═══ Available data
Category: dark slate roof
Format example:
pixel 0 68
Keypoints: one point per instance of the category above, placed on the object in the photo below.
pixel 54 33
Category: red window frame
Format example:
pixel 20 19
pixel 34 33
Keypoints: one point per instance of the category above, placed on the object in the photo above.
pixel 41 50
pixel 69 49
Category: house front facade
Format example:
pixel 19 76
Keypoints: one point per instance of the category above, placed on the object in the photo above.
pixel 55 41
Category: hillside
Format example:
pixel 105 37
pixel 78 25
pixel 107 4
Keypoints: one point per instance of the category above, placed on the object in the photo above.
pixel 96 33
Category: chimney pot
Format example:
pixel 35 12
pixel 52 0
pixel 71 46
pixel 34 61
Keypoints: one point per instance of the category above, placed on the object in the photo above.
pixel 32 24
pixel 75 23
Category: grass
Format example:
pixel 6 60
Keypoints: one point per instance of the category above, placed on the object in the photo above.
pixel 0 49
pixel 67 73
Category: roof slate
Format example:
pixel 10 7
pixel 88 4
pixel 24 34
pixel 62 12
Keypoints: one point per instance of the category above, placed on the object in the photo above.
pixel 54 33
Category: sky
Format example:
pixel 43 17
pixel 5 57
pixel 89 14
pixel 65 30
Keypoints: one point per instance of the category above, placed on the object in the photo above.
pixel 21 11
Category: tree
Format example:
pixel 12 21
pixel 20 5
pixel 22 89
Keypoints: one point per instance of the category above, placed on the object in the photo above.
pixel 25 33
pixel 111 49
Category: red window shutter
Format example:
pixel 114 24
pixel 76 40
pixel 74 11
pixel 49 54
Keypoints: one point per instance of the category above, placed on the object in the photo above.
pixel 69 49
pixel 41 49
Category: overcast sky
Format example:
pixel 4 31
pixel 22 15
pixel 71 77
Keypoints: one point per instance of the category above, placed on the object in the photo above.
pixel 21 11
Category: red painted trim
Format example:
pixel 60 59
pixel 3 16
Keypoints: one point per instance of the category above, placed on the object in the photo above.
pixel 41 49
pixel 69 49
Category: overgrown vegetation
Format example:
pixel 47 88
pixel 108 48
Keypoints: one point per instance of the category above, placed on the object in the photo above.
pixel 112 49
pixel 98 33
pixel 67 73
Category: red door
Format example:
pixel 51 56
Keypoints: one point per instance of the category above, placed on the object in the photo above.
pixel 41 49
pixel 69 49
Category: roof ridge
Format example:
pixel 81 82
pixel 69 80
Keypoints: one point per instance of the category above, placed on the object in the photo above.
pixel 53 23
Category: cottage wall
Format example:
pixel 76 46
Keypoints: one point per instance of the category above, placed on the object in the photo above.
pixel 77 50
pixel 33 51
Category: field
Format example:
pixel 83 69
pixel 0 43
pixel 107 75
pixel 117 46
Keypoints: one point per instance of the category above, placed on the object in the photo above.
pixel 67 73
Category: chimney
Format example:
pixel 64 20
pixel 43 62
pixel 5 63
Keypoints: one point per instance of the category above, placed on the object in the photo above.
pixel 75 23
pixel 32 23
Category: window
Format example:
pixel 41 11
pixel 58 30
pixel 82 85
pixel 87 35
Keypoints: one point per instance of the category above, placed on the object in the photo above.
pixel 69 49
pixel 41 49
══════
### Prompt
Can you copy the rows word for word, starting at the line that has "Category: overgrown vegetation" and stopping after the last line of the rows?

### Written response
Category: overgrown vegetation
Format example:
pixel 47 88
pixel 108 48
Keypoints: one point per instance of the category above, placed on the object in the photo above.
pixel 112 49
pixel 98 33
pixel 67 73
Category: red door
Format example:
pixel 51 56
Keypoints: one point per instance of the category above, placed on the object in the photo above.
pixel 41 49
pixel 69 49
Category: roof ridge
Format example:
pixel 81 82
pixel 69 80
Keypoints: one point per instance of the category above, placed on the object in the photo above.
pixel 53 23
Category: cottage wall
Format example:
pixel 76 46
Keypoints: one point per instance of the category above, placed on the object in the photo above.
pixel 77 50
pixel 33 51
Category: field
Format example:
pixel 83 69
pixel 0 43
pixel 107 75
pixel 117 46
Keypoints: one point per instance of the category above, placed on the object in the photo above.
pixel 67 73
Category: chimney
Format example:
pixel 64 20
pixel 43 62
pixel 5 63
Keypoints: one point per instance of the category above, placed on the object in the photo above.
pixel 75 23
pixel 32 23
Category: window
Format example:
pixel 41 11
pixel 58 30
pixel 82 85
pixel 87 35
Keypoints: one point per instance of the category above, placed on the object in the photo above.
pixel 69 49
pixel 41 49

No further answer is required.